(Point-per-instance localization data)
════
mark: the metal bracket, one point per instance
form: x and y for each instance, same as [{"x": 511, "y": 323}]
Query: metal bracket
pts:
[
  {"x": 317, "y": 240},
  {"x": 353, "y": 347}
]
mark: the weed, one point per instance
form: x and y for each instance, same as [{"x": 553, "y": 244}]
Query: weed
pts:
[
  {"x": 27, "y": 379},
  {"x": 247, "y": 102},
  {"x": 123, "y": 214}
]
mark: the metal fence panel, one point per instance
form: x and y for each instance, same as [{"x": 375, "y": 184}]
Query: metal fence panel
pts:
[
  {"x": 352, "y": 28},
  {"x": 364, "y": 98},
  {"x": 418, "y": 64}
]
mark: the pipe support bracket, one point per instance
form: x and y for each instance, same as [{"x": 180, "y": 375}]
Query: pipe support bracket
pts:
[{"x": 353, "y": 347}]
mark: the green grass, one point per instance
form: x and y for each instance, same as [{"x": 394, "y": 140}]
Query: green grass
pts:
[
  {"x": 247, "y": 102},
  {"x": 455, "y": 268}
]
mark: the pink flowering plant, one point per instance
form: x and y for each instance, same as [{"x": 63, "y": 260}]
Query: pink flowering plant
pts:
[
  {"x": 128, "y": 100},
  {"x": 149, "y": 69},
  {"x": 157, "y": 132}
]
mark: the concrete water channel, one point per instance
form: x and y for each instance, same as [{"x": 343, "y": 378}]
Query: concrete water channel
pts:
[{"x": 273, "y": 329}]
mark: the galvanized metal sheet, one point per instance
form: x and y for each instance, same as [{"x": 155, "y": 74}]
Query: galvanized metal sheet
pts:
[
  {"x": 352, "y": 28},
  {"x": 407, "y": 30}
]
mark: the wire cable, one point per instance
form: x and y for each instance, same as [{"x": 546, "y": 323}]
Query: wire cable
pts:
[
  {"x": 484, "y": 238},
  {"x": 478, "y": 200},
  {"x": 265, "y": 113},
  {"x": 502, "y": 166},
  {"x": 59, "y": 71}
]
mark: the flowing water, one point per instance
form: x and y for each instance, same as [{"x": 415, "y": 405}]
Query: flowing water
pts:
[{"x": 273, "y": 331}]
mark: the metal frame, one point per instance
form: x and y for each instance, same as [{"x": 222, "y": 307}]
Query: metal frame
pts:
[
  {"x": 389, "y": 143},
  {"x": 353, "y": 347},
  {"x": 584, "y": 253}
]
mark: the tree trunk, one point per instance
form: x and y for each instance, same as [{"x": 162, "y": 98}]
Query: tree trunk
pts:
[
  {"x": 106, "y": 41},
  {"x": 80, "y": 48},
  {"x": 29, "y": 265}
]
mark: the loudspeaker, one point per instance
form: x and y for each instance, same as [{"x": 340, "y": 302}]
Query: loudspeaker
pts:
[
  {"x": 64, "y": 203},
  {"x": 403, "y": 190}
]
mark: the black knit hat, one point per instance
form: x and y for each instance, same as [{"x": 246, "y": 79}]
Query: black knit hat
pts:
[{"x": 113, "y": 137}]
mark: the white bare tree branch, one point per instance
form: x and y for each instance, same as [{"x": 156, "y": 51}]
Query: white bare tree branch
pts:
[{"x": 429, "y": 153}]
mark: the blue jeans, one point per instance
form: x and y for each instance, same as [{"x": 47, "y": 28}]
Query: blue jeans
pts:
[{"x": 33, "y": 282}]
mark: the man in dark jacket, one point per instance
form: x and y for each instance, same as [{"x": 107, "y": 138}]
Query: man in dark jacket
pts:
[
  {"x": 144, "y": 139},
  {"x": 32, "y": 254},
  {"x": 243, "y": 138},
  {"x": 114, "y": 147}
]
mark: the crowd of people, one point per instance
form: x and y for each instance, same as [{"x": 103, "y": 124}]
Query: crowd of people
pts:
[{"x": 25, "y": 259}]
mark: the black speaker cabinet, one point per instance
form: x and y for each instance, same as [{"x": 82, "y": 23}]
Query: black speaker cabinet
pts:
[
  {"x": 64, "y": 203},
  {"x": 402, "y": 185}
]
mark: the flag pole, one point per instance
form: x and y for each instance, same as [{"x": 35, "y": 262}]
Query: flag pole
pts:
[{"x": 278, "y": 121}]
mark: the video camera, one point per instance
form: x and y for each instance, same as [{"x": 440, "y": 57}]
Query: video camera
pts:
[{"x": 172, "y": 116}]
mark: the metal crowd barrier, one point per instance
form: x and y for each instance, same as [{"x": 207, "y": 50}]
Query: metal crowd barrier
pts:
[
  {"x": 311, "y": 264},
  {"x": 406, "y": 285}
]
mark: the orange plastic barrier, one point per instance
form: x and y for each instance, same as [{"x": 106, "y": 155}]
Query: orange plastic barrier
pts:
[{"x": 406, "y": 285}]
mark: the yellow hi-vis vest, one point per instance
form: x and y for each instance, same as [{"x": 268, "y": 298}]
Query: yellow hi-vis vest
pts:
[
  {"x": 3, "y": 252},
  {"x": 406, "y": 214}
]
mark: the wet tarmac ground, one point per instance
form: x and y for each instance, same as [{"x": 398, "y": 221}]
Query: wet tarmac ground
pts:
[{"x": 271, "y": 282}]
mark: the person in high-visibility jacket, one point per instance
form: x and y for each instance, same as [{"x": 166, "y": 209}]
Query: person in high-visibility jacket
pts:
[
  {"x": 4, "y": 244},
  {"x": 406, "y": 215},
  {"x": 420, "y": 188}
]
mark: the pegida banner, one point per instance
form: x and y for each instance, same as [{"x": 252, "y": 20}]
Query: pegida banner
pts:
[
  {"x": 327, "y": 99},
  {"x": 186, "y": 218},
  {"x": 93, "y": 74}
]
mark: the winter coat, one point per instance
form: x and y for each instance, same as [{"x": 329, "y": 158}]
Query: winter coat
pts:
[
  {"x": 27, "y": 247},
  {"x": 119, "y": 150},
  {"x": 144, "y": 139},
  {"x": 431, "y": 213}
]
════
• **Instructions for the task**
All of the data above needs to be set down again exactly. Include every line.

• **Task result**
mark: the metal bracket, one point per instance
form: x and y for each instance, same as [{"x": 511, "y": 323}]
Query: metal bracket
pts:
[
  {"x": 317, "y": 240},
  {"x": 353, "y": 347}
]
mark: the weed, one point per instance
form: x and y for each instance, same as [{"x": 553, "y": 244}]
Query: weed
pts:
[
  {"x": 27, "y": 379},
  {"x": 247, "y": 102},
  {"x": 123, "y": 214}
]
mark: the metal fence panel, one point per instance
form: x and y for each instance, same as [{"x": 375, "y": 184}]
Query: metal fence panel
pts:
[
  {"x": 352, "y": 28},
  {"x": 364, "y": 98},
  {"x": 418, "y": 64}
]
mark: the pipe support bracket, one point per instance
form: x and y for each instance, same as [{"x": 180, "y": 375}]
Query: pipe support bracket
pts:
[{"x": 353, "y": 347}]
mark: the green grass, one point per instance
form: x and y for each instance, same as [{"x": 394, "y": 140}]
Query: green grass
pts:
[
  {"x": 247, "y": 102},
  {"x": 455, "y": 268}
]
mark: the pink flowering plant, one point per instance
form: x and y for each instance, same as [{"x": 63, "y": 260}]
Query: pink flowering plant
pts:
[
  {"x": 128, "y": 100},
  {"x": 149, "y": 69},
  {"x": 157, "y": 132}
]
mark: the concrete water channel, one point per instance
form: x and y for each instance, same as [{"x": 343, "y": 378}]
Query: concrete water channel
pts:
[{"x": 273, "y": 329}]
mark: the galvanized metal sheet, one point per instance
form: x and y for each instance, same as [{"x": 155, "y": 74}]
Query: galvanized metal sheet
pts:
[
  {"x": 352, "y": 28},
  {"x": 407, "y": 30}
]
mark: the wire cable, one point per instance
form: x and y for each instance, same as [{"x": 546, "y": 323}]
Query: wire cable
pts:
[
  {"x": 484, "y": 238},
  {"x": 478, "y": 200},
  {"x": 265, "y": 113},
  {"x": 502, "y": 166},
  {"x": 59, "y": 71}
]
mark: the flowing water, one point per instance
form: x and y for each instance, same as [{"x": 415, "y": 405}]
Query: flowing water
pts:
[{"x": 273, "y": 331}]
mark: the metal frame, one point per instance
form: x and y for each instance, same as [{"x": 222, "y": 307}]
Query: metal frame
pts:
[
  {"x": 389, "y": 143},
  {"x": 353, "y": 347},
  {"x": 584, "y": 253}
]
mark: the tree trunk, one point per instance
form: x and y for each instance, same as [{"x": 162, "y": 98}]
Query: tree trunk
pts:
[
  {"x": 106, "y": 41},
  {"x": 80, "y": 48},
  {"x": 29, "y": 265}
]
mark: the loudspeaker, one point per instance
form: x and y for each instance, same as [{"x": 340, "y": 302}]
Query: loudspeaker
pts:
[
  {"x": 64, "y": 203},
  {"x": 403, "y": 190}
]
mark: the black knit hat, one point per instance
form: x and y for each instance, same as [{"x": 246, "y": 79}]
Query: black knit hat
pts:
[{"x": 113, "y": 137}]
mark: the white bare tree branch, one point per instance
form: x and y for each instance, same as [{"x": 156, "y": 51}]
Query: white bare tree branch
pts:
[{"x": 429, "y": 153}]
mark: the blue jeans, one point per instance
form: x and y for each instance, same as [{"x": 47, "y": 28}]
Query: blue jeans
pts:
[{"x": 33, "y": 282}]
mark: the man in dark jacket, one point per instance
form: x and y for each instance, same as [{"x": 107, "y": 138}]
Query: man in dark jacket
pts:
[
  {"x": 144, "y": 139},
  {"x": 32, "y": 254},
  {"x": 243, "y": 138},
  {"x": 114, "y": 147}
]
mark: the crowd of people, one point per instance
form: x and y for each instance, same as [{"x": 103, "y": 124}]
Query: crowd of people
pts:
[{"x": 25, "y": 259}]
mark: the black speaker cabinet, one point per instance
form: x and y for each instance, same as [{"x": 82, "y": 23}]
Query: black speaker cabinet
pts:
[
  {"x": 64, "y": 203},
  {"x": 402, "y": 185}
]
mark: the flag pole, one point per instance
form: x and y for each instance, same as [{"x": 35, "y": 262}]
Query: flag pole
pts:
[{"x": 278, "y": 121}]
mark: the video camera, one point per instance
form: x and y for each instance, same as [{"x": 440, "y": 57}]
Query: video camera
pts:
[{"x": 172, "y": 116}]
mark: the metal crowd barrier, one point per instance
form: x and y for each instance, same as [{"x": 207, "y": 50}]
Query: metal crowd barrier
pts:
[
  {"x": 311, "y": 264},
  {"x": 406, "y": 285}
]
mark: the orange plastic barrier, one point per instance
form: x and y for each instance, same as [{"x": 106, "y": 155}]
Query: orange plastic barrier
pts:
[{"x": 406, "y": 285}]
mark: the yellow hi-vis vest, one point per instance
form: x and y for each instance, same as [{"x": 268, "y": 298}]
Query: yellow hi-vis vest
pts:
[
  {"x": 3, "y": 252},
  {"x": 406, "y": 214}
]
mark: the wet tarmac ground, one point per instance
form: x and y for each instance, same as [{"x": 398, "y": 221}]
Query: wet tarmac ground
pts:
[{"x": 271, "y": 282}]
mark: the person in high-visibility jacket, one point per instance
form: x and y for each instance, same as [{"x": 166, "y": 209}]
Query: person in high-visibility jacket
pts:
[
  {"x": 4, "y": 244},
  {"x": 406, "y": 215},
  {"x": 420, "y": 188}
]
mark: the pegida banner, one point per instance
form: x and y for each instance, same as [{"x": 252, "y": 20}]
Query: pegida banner
pts:
[
  {"x": 327, "y": 99},
  {"x": 186, "y": 218},
  {"x": 93, "y": 74}
]
mark: the winter coat, one point per instance
form: x and y for each instance, same as [{"x": 329, "y": 158}]
Query: winter coat
pts:
[
  {"x": 27, "y": 247},
  {"x": 119, "y": 150},
  {"x": 144, "y": 139},
  {"x": 431, "y": 213}
]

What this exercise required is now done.